◆ **Texto de lectura**
== == ==

4 jun 2008

Buenas noches y buena suerte (George Clooney, 2005)


En la época en que Paul Lazarsfeld estimó que los medios vieron disminuido su poder de persuasión a favor de las audiencias, hubo un hombre que volcó la balanza ganándose el favor del público y derruyendo a uno de los mayores demonios de la historia reciente.

Quizá el capítulo nacional estadounidense más controvertido y vergonzante del extinto siglo XX, al margen del Watergate, fue la "caza de brujas" protagonizada por el senador McCarthy, quien, autoproclamado defensor de la integridad y de los valores tradicionales, decidió perseguir en una campaña obsesivo compulsiva, que recuerda mucho a la de los fariseos que querían apedrear a la prostituta, a todo aquel que tuviera ideas comunistas o "subversivas". Coetáneamente al senador de Wisconsin, un periodista llamado Murrow no estuvo dispuesto a que un fanático decidiera los destinos de la gente inocente de todo un país, y como el perro que persigue al gato, que persigue al ratón, utilizó su programa See it now a modo de plataforma de lucha política para derrocar a McCarthy.

== == ==

◆ **Instrucciones**
Responde a partir del texto sobre Buenas noches y buena suerte:
1. ¿Quién estimó que los medios vieron disminuido su poder de persuasión?
2. ¿De qué estado era senador McCarthy?
3. ¿Qué programa utilizó Murrow para derrocar a McCarthy?

Registros de señalamiento de objetos por nombre

== == ==

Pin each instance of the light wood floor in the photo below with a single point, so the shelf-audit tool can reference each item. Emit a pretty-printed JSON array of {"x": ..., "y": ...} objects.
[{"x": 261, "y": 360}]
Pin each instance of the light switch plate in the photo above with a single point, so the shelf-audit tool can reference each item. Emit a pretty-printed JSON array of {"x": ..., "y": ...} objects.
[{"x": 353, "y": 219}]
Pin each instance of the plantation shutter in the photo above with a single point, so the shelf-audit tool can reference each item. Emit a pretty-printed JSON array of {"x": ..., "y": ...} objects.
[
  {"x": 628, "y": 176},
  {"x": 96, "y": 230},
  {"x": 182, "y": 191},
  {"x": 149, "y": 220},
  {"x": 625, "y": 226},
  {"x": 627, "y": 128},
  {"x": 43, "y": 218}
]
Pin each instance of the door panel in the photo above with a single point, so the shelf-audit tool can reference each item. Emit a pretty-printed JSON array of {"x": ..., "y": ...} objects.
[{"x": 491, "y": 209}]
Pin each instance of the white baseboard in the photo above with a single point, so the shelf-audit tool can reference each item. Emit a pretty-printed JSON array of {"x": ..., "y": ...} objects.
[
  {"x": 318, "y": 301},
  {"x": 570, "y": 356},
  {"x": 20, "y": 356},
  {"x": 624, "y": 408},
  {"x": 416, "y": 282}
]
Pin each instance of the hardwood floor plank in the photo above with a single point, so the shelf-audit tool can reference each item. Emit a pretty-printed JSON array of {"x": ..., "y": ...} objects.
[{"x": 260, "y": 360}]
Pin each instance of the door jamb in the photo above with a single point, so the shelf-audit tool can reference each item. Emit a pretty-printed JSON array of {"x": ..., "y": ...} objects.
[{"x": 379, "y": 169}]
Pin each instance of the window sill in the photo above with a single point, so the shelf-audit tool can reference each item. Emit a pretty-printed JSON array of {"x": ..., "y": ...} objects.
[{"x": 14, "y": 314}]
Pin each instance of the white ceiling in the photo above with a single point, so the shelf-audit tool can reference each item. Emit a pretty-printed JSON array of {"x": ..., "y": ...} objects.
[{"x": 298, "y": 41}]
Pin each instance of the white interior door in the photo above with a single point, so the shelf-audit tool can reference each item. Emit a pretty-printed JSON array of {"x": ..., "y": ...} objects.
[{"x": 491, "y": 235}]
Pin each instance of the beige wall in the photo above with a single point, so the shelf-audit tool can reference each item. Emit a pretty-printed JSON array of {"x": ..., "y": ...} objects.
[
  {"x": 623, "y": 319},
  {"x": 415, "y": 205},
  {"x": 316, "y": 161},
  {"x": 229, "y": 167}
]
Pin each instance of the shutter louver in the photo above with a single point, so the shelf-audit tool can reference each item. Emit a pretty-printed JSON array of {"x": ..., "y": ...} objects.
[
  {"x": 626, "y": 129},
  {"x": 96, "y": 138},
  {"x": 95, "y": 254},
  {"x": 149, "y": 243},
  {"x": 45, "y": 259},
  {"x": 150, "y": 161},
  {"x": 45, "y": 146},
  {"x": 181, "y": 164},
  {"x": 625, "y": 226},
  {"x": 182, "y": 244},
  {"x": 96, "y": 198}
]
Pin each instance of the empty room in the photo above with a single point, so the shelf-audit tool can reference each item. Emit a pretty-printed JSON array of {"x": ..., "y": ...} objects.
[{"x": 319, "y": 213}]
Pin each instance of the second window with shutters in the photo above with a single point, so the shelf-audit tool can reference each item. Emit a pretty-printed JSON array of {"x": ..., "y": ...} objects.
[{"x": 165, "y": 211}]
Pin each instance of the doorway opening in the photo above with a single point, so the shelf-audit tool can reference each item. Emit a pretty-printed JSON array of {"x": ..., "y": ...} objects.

== == ==

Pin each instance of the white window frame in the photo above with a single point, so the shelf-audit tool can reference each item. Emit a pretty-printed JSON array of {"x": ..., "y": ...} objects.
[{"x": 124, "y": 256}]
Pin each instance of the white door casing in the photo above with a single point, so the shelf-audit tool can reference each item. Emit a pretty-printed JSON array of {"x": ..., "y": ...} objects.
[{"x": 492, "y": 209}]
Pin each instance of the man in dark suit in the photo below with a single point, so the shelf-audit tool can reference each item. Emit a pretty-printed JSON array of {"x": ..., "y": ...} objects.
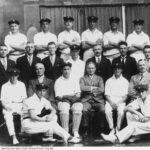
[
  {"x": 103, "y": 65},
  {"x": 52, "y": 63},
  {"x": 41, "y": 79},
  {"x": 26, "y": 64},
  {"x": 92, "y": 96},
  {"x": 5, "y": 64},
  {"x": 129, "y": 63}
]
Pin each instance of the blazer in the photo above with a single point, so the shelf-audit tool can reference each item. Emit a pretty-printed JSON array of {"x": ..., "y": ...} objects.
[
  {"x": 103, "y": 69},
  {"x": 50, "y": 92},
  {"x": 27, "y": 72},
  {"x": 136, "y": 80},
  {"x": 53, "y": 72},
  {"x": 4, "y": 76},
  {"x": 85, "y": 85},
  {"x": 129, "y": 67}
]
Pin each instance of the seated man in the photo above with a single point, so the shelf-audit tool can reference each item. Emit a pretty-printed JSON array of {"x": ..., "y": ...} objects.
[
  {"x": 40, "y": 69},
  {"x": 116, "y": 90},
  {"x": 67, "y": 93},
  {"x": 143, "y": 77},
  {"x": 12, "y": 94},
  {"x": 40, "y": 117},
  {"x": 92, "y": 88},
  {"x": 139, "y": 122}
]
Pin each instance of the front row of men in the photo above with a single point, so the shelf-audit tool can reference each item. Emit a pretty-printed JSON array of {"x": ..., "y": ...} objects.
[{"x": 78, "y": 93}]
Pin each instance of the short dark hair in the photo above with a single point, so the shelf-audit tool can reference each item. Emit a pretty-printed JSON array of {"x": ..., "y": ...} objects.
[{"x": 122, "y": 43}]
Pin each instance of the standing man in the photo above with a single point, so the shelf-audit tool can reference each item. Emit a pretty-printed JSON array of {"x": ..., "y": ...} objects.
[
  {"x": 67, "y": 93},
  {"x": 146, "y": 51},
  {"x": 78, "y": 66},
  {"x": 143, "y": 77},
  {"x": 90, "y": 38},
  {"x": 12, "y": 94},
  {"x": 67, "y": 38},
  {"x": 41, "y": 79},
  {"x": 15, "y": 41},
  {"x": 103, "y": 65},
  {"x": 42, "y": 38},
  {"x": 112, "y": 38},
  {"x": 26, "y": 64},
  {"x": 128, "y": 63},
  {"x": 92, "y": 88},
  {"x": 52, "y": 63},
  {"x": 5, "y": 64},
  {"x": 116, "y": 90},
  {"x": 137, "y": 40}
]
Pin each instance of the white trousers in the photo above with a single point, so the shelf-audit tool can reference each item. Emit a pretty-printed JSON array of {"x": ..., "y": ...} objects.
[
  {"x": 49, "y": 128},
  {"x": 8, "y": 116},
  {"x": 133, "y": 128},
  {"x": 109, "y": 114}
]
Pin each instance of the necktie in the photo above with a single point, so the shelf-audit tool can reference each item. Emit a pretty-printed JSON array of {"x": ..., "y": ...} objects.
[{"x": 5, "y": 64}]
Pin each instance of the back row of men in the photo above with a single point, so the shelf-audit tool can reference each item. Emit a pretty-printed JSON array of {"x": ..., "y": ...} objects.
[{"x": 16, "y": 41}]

== == ==

◆ **Respuesta**
1. Paul Lazarsfeld.
2. De Wisconsin.
3. See it now.